Below is some data. List every line in it that contains the word "glossy", matching case exactly.
+++
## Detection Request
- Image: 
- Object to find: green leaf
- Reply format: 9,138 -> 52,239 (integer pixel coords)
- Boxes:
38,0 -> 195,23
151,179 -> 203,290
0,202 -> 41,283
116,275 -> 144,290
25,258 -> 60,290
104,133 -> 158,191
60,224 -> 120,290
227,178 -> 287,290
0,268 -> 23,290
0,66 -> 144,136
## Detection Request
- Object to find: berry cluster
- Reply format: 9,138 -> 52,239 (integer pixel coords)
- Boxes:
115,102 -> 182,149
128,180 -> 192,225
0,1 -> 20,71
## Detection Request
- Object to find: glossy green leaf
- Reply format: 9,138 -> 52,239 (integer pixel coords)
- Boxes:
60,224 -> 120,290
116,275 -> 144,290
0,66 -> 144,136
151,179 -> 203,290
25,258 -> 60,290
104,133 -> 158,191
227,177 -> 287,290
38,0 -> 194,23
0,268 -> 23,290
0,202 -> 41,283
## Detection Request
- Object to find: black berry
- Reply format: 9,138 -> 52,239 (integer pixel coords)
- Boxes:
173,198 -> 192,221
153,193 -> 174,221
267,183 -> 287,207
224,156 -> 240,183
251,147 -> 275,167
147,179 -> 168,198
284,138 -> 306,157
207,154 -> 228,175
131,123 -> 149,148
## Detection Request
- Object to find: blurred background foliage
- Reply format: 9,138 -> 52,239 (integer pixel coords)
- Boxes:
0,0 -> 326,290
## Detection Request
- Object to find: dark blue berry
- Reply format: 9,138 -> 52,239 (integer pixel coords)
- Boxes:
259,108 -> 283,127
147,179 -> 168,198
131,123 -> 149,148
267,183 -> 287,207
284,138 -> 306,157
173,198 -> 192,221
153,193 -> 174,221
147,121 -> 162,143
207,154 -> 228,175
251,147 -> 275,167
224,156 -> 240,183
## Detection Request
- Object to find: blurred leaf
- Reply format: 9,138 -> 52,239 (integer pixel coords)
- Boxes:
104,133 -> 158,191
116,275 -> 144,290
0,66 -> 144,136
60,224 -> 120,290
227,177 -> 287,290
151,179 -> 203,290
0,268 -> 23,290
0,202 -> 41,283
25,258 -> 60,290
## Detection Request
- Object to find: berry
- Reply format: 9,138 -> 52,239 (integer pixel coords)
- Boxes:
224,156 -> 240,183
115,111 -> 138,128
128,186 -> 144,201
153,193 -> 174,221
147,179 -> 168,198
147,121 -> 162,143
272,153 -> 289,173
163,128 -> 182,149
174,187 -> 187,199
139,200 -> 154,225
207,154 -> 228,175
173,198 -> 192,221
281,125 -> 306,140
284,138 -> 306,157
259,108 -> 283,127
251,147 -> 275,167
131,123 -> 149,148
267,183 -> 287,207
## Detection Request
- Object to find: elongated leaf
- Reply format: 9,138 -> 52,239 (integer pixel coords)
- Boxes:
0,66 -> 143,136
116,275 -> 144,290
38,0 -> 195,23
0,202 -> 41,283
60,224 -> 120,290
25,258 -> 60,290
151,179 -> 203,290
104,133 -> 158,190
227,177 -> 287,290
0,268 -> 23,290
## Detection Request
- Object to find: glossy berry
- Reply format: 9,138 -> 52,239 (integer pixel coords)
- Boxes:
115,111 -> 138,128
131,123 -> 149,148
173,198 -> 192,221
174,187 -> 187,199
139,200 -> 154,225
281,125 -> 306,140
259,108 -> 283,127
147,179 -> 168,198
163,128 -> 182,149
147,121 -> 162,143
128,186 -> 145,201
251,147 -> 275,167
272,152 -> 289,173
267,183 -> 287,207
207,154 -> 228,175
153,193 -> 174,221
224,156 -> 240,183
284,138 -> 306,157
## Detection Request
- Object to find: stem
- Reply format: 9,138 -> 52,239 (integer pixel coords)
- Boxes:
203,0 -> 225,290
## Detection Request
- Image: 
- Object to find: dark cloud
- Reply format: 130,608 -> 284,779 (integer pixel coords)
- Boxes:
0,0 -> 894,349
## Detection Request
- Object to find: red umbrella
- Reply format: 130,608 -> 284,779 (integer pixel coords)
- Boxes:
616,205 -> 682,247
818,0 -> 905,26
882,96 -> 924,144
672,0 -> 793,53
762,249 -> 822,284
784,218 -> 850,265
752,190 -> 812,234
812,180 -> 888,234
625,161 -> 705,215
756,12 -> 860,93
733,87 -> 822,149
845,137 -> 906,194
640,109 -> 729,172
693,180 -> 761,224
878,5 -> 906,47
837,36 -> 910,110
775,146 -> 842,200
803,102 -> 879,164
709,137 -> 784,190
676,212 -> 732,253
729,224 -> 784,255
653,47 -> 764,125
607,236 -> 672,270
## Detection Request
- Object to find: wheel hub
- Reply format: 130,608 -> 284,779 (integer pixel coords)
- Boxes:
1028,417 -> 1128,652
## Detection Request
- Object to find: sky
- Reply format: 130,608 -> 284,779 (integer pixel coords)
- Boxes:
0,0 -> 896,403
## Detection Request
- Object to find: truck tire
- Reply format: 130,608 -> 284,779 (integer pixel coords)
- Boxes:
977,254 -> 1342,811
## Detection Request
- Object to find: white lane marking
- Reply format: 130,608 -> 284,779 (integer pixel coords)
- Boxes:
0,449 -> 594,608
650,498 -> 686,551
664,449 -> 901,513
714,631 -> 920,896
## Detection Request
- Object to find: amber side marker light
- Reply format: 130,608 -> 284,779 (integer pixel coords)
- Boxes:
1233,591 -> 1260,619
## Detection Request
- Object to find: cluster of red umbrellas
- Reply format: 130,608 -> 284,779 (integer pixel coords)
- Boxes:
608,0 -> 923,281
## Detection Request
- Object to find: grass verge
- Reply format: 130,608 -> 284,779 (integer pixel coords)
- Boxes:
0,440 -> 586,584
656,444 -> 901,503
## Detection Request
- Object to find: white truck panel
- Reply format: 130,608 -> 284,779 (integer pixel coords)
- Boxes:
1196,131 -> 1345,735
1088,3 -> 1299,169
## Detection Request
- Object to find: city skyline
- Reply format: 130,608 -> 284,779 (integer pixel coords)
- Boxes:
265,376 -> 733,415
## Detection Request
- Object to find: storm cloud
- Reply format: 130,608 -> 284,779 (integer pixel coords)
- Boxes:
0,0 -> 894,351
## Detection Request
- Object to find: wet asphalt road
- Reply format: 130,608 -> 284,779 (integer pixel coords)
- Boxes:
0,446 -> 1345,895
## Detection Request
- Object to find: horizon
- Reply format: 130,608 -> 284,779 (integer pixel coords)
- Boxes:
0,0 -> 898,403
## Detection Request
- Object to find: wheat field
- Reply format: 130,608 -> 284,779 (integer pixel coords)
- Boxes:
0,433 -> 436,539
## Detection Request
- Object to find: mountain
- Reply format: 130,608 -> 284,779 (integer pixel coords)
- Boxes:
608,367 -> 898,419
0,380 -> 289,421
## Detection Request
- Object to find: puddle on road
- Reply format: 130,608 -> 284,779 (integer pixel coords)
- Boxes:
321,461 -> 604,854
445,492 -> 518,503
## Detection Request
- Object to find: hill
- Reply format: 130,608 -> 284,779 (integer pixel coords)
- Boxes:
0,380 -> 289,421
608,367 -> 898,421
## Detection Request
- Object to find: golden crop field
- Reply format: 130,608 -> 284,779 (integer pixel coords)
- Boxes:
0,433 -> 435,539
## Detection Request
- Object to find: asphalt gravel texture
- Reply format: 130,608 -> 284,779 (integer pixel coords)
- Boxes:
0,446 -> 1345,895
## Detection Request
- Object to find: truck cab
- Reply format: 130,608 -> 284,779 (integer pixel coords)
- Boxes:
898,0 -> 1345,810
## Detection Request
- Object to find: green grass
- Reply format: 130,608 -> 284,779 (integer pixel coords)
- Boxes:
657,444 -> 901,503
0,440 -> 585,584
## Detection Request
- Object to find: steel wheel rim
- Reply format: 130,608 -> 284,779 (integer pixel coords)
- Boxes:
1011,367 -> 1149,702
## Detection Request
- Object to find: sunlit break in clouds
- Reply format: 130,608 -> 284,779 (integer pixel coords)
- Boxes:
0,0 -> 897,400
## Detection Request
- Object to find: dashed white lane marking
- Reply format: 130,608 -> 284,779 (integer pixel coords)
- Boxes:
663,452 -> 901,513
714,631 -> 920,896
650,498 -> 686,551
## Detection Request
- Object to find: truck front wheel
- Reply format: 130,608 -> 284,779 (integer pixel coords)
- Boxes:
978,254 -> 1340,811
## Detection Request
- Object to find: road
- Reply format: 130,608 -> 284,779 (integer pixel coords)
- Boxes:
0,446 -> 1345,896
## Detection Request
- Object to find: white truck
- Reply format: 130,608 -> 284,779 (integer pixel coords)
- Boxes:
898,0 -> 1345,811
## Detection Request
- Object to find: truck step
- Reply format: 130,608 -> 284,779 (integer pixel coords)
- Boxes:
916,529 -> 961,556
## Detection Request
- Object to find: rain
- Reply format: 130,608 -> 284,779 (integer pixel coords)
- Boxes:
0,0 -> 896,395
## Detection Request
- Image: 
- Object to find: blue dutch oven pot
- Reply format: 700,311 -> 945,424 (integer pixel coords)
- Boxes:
+++
◆ Output for this task ◆
- Object to find: glossy green leaf
- Object to find: glossy berry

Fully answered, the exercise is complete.